MATERIAL PROVIDED =
* * *
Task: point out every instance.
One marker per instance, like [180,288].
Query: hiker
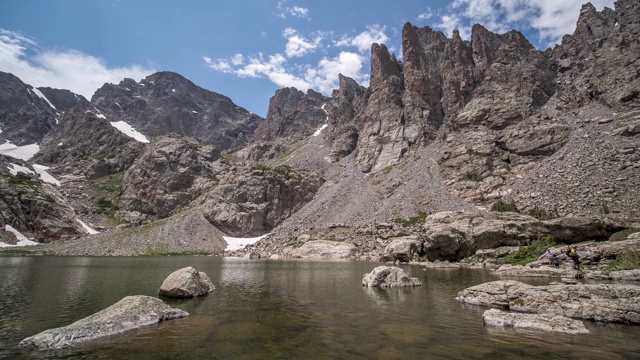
[553,260]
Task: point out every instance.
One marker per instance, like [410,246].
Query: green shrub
[419,219]
[527,254]
[502,206]
[621,235]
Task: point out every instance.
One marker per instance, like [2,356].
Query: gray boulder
[132,312]
[389,276]
[536,322]
[598,302]
[186,283]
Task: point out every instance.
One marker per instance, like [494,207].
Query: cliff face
[166,102]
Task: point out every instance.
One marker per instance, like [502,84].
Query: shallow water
[277,310]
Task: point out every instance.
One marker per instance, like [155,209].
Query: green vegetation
[419,219]
[628,260]
[527,254]
[621,235]
[542,214]
[504,207]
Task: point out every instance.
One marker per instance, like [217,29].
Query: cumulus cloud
* * *
TO BE DONE =
Reproduce the entire listing above word for word, but leave out the picture.

CORRECT RESULT =
Task: point out every instance.
One marker per instance, like [180,288].
Query: hiker
[553,260]
Task: point out every instance.
One marker per instance, like [410,246].
Query: green shrub
[419,219]
[527,254]
[502,206]
[621,235]
Task: point out every instance.
One marker per instance, like [2,356].
Query: gray boulder
[132,312]
[389,276]
[536,322]
[598,302]
[186,283]
Task: point out every instance.
One marker per instance, like [494,207].
Query: cliff face
[166,102]
Task: point out every instance.
One marker per instance, like [502,84].
Query: shallow water
[277,310]
Task: point out every instance.
One marker per instance, like [155,209].
Query: green vegetation
[419,219]
[628,260]
[527,254]
[621,235]
[542,214]
[504,207]
Task: point out every instance.
One marker per instance, like [217,29].
Query: cumulus cloud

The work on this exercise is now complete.